With the *RESELL RIGHTS* you usually allow the person to have one bit of information that can be customized. For example: their name, or their email address or their affiliate no# or whatever single bit of information you allow. But normally, it's just one bit of information you would allow to be customized. Also, with many Resell Rights products, they aren't allowed to be given away, but must be sold. Sometimes, depending on the author of the product they will allow you give the product away as long as it's part of something that someone is purchasing from you, be it a membership or a service, information or product.

With the *MASTER RESELL RIGHTS* you allow others to sell and (or) giveaway your product and you can do what all the others rights above can do (except PRIVATE LABEL RIGHTS). There are usually more customizable fields a person can embed with their own information. Also note though, that with the MRR, even though you can customize it with information, they still normally contain some information that leads back to the author of the product.

With the *PRIVATE LABEL RIGHTS* you usually can customize it with everything imaginable, like names, phone no#'s url's email addresses. Many PLR allow you to remove the author's information completely from the file or product.

*HERE'S WHERE THE MONEY CAN START ROLLING IN!!!* This is just an example and the dollar amounts are just a round about price tag that *RIGHTS* pdf files sell for.

*a.* You allow others to giveaway your pdf files for FREE. Remember, as long as your information is left intact and the pdf wasn't modified or altered, you're getting exposure.

*b.* Offer the Resell Rights for a small amount ($5 - $13). The person can sell the pdf file and give it away. This file too has all your information on it and it brings you more exposure. The benefit to the buyer is that they're allowed to sell it. 

*c.* Offer the Master Resell Rights for around $27-$39. This file can allow for some information to be embedded into it and at the same time allow the buyer to also give it away.

*d.* Offer the Private Label Rights for around $49 - $79. Take note that with these rights, over 99.9% of products allow for the buyer to completely remove all of your information.. hence the phrase (Private Label).

If you followed this outline, using the dollar amounts listed as an example, you would make anywhere from $81 - $131 per pdf file. If you update or revise the file, you can offer small update fees. These are just examples, but these prices are what you can realistically collect if you offer resell rights to your pdf files.

● ● ● ●

**SET PROBLEM 1:** Collect every line of the records that contains the string "SCAN".

**RAW RECORDS:**
● ● ● ●

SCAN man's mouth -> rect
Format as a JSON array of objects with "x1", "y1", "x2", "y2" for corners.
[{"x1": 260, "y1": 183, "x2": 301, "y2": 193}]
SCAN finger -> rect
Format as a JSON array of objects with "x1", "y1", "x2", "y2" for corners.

● ● ● ●

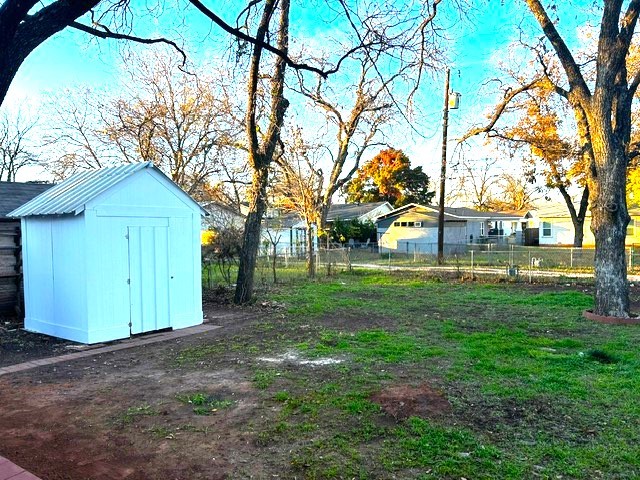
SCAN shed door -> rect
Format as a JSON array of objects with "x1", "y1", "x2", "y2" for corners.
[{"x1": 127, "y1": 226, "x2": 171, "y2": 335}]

● ● ● ●

**SET PROBLEM 2:** Quote the passage on resell rights word for word, everything from "With the *PRIVATE" down to "to sell it.".

**REPLY 1:**
SCAN man's mouth -> rect
SCAN finger -> rect
SCAN shed door -> rect

**REPLY 2:**
With the *PRIVATE LABEL RIGHTS* you usually can customize it with everything imaginable, like names, phone no#'s url's email addresses. Many PLR allow you to remove the author's information completely from the file or product.

*HERE'S WHERE THE MONEY CAN START ROLLING IN!!!* This is just an example and the dollar amounts are just a round about price tag that *RIGHTS* pdf files sell for.

*a.* You allow others to giveaway your pdf files for FREE. Remember, as long as your information is left intact and the pdf wasn't modified or altered, you're getting exposure.

*b.* Offer the Resell Rights for a small amount ($5 - $13). The person can sell the pdf file and give it away. This file too has all your information on it and it brings you more exposure. The benefit to the buyer is that they're allowed to sell it.